Selected excerpt
Raw land can be lucrative because of low buying prices and untapped value. But the prospect of paying larger taxes can be daunting.
After all, who wants to pay interest to finance an acquisition, then shell out property taxes on land with no property and still have taxes to pay over the sale of the vacant land. Don't worry, there are reasonable cost deductions available to vacant landowners.
The allowable costs selling raw land are the expenses of holding and improving the land, interest paid when leverage-financing the property, and any property taxes paid on the vacant land. You can position yourself as a real estate dealer or a private investor to qualify for different deductions.
In this article, you'll discover which deductions are available to you as a real estate dealer and the ones that are allowable to you as an investor. It is important to know the nuances so you can legally qualify for minimal taxes.
The two tax positions have different requirements, with the private investor role being easier to establish. But if you're a real estate dealer, you're taxed differently, which means the allowable costs are viewed differently. Let's start by looking at these deductibles and whether they're worth getting a real estate license for.
Table of Contents
For Real Estate Dealers
If you are a real estate dealer, the ownership of raw land is seen as a business operation. For this, you must have the appropriate license and enough transactions to justify the view. The advantage of being in the real estate dealer category is that all the expenses associated with being the landowner are allowable costs you can deduct from your taxes.
Applicable Tax Deduction: Business Expenses on IRS Schedule C
If you're a sole proprietor, the tax deduction will go as a business expense on IRS schedule C. This is where you can deduct the sum total of the express costs of owning and maintaining raw land. Notice how the expenses of holding the land aren't mentioned here. This is mainly because the primary cost of having land is depreciation, which you cannot deduct as a real estate dealer.
Applicable Tax: Personal Income
As a real estate dealer, the tax you incur is not the capital gains tax but personal income tax, especially if your business is a pass-through entity. A pass-through entity is one where the tax burden passes to the owners, and the business itself isn't taxed. A sole proprietorship is a pass-through structure.
Not Allowed Depreciation Deductions
It is not a major disadvantage that deductions aren't allowed if the land depreciates because real estate dealers hold the land for a very small time frame, sometimes lasting less than 24 hours. However, it is worth noting for those who are considering the real estate dealer tax position. Despite allowing all business expenses deduction, the overall tax frame isn't land-holding-friendly.
Allowable Costs for Real Estate Dealers
Having covered what cannot be deducted from taxes if one assumes the real estate dealer position, let's look at the actual allowable costs. As long as the following are relevant to raw land ownership, they can be deducted from your annual income tax.
Interest on Loans
The loan you acquire to buy raw land comes with interest. Said interest can be deducted as a cost of doing business. For this to apply, 100% of the loaned amount must be used in a tangible way directly in the service of your business.
Usually, your loan application includes the purpose of the loan. It should mention the specific land you wish to acquire alongside a reasonable valuation. Real estate dealers rarely buy raw land with leverage, so this allowable expense is rarely used and deducted.

Data extract

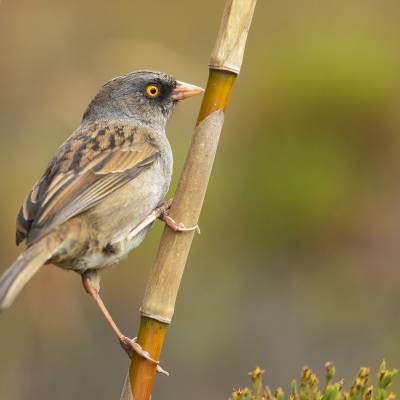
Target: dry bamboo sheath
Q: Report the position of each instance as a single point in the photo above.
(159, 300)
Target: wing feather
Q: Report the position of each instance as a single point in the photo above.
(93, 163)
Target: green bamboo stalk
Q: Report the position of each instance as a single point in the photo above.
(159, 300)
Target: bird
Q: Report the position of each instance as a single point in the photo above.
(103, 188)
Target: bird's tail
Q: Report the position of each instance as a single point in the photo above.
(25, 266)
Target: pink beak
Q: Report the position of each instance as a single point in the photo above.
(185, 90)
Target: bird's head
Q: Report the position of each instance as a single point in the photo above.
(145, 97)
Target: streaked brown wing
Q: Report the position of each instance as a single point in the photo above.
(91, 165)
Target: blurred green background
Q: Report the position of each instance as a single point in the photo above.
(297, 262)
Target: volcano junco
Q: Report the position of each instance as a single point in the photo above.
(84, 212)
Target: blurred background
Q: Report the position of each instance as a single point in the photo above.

* * *

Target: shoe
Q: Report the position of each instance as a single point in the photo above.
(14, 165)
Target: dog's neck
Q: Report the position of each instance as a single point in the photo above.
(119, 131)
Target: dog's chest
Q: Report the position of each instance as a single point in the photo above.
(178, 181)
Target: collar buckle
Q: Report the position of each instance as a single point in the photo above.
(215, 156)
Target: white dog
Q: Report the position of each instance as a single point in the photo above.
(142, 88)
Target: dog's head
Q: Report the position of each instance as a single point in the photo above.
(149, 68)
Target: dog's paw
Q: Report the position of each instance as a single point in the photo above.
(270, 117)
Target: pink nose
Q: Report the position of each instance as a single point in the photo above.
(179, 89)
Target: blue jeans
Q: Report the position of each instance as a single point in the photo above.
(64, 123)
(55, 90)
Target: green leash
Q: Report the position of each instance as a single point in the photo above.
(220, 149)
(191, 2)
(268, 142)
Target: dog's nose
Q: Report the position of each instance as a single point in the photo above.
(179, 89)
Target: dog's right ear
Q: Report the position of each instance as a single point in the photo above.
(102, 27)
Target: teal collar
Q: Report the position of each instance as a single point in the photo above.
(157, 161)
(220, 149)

---

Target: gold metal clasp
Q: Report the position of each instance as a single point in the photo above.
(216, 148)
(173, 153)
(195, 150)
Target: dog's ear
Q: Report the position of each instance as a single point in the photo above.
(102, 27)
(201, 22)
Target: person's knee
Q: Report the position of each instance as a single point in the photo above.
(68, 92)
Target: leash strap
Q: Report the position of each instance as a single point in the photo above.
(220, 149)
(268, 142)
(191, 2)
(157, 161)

Job 1
Decide whether each statement agrees with the article on raw land taxes. Answer yes or no for each, and quote the words from the article that settle it.
(a) A real estate dealer may deduct depreciation on raw land.
(b) A sole proprietorship is a pass-through structure.
(c) Real estate dealers commonly buy raw land with leverage.
Job 2
Reproduce word for word the passage of the article on raw land taxes that begins at the words "Applicable Tax Deduction: Business" and ends after "a pass-through structure.".
Job 3
Recast the paragraph of the article on raw land taxes that opens with "If you are a real estate dealer" as a short bulleted list, keeping its main facts.
The material above plays no part in this work.

Full response 1
(a) No: "the primary cost of having land is depreciation, which you cannot deduct as a real estate dealer."
(b) Yes: "A sole proprietorship is a pass-through structure."
(c) No: "Real estate dealers rarely buy raw land with leverage, so this allowable expense is rarely used and deducted."

Full response 2
Applicable Tax Deduction: Business Expenses on IRS Schedule C
If you're a sole proprietor, the tax deduction will go as a business expense on IRS schedule C. This is where you can deduct the sum total of the express costs of owning and maintaining raw land. Notice how the expenses of holding the land aren't mentioned here. This is mainly because the primary cost of having land is depreciation, which you cannot deduct as a real estate dealer.
Applicable Tax: Personal Income
As a real estate dealer, the tax you incur is not the capital gains tax but personal income tax, especially if your business is a pass-through entity. A pass-through entity is one where the tax burden passes to the owners, and the business itself isn't taxed. A sole proprietorship is a pass-through structure.

Full response 3
- A real estate dealer's ownership of raw land is seen as a business operation.
- This requires the appropriate license and enough transactions to justify that view.
- The advantage is that all expenses of being the landowner are allowable costs that can be deducted from taxes.